= Exercise 1 =
Copy out every row that comes after the change detection introduction below, word for word, and leave out the picture.

= Source extract =

::::

1. Introduction
With the development of sensor technologies, huge amounts of remote-sensing (RS) images with varied resolutions, spectral characteristics, and modalities are easily available, which has opened up the era of RS big data. Thus, it is crucial to develop skills and techniques to excavate useful knowledge from the increasingly accumulated data. Change detection (CD) is the process of identifying Earth surface changes by using co-registered images acquired in the same area but different dates. Due to the advantages of large coverage areas and short revisit period, RS change detection techniques have been widely used in the areas of land mapping, urban planing, resource investigation, disaster monitoring, and environment assessment [
1,
2,
3,
4,
5].
In the past few decades, a large amount of research has been conducted on CD [
6,
7,
8], which basically evolves with the development of machine learning and pattern recognition, and falls into two categories: traditional change detection (TCD) and deep learning change detection (DLCD). In the former case, feature engineering and pattern classification techniques are mostly investigated to extract change information, and the workflow mainly consists of (1) difference image generation, (2) threshold segmentation or classification, and (3) change map generation. The analysis unit can be independent pixels or spatially continuous super-pixels (i.e., image objects). Pixel-based TCD are mainly designed for middle- and low-resolution RS images, where ground objects can be delineated by a single pixel. In this case, it is possible to generate change map by directly comparing pixel spectral or textural values. In addition, feature engineering can be introduced to generate more discriminative features through principal component analysis (PCA) [
9], multivariate alteration detection (MAD) [
10], or slow feature analysis (SFA) [
11]. However, “salt and pepper” noise easily arises as pixels are treated independently without considering spatial context. To overcome the limitation, neighbouring windows [
12] or Markov random fields [
13,
14] are further employed to include spatial prior constraints. On the contrary, object-based TCD aims to address CD issues in high-resolution RS images, where intra-class heterogeneity increase and inter-class heterogeneity decrease significantly. In this case, image objects, which are usually generated by segmentation algorithms, are more meaningful to delineate ground objects. Change map can be thus generated by comparing object features [
15] or class categories [
16,
17]. Note that spatial context can be included naturally within image objects, and rich object features (such as shape, geometry, topology, etc.) can be extracted for comprehensive change analysis. However, it is difficult to determine a proper scale for high-resolution RS images with complex scenes. Taking the limitations of pixel-based CD (PBCD) and object-based CD (OBCD) into account, it is naturally to design CD techniques by combining their advantages. For example, in [
18], a novel unsupervised algorithm-level fusion scheme is proposed to improve the accuracy of PBCD using spatial context information. In addition, 3D change detection is becoming increasingly popular due to the usage of height information through stereo images [
19] or Light Detection and Ranging (LiDAR) points [
20].

::::

= Material =
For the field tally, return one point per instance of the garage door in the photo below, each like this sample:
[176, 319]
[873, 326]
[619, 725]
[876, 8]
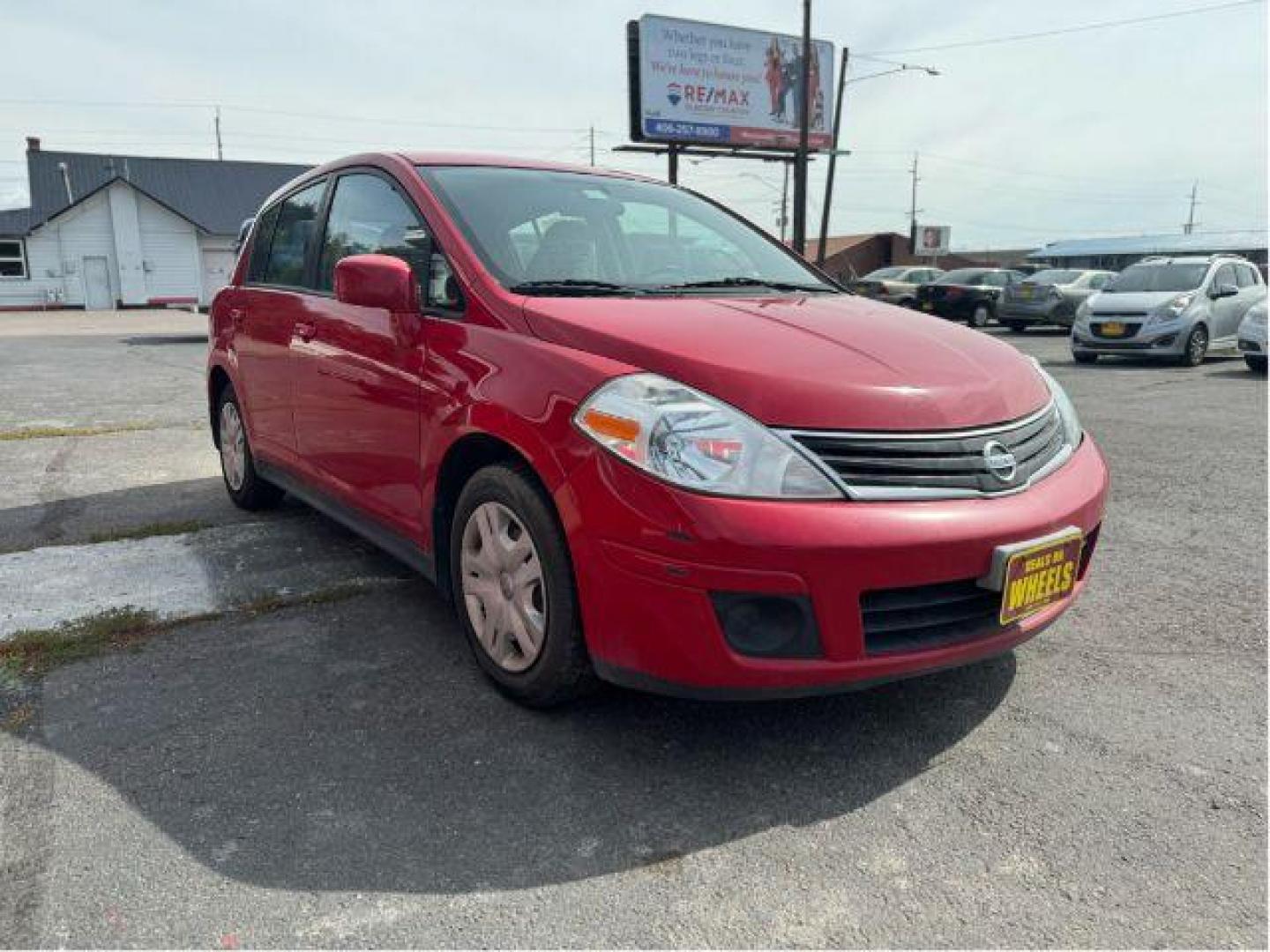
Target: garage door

::::

= Exercise 2 =
According to the change detection introduction, what two categories does change detection research fall into?

= Problem solution 1 =
For the field tally, return one point per instance of the garage door in the photo below, each like this sample:
[176, 319]
[873, 326]
[619, 725]
[876, 8]
Target: garage door

= Problem solution 2 =
Traditional change detection (TCD) and deep learning change detection (DLCD).